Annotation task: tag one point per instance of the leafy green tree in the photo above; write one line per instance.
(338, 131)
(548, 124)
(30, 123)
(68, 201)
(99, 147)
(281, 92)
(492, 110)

**REQUEST**
Reproduce all of the records above word for word, with nothing changed, added, or left out.

**RESPONSE BELOW**
Annotation task: tag one point per instance of the leafy green tree in the photo above; write one line per instance.
(338, 131)
(548, 124)
(30, 123)
(68, 201)
(99, 147)
(281, 92)
(492, 110)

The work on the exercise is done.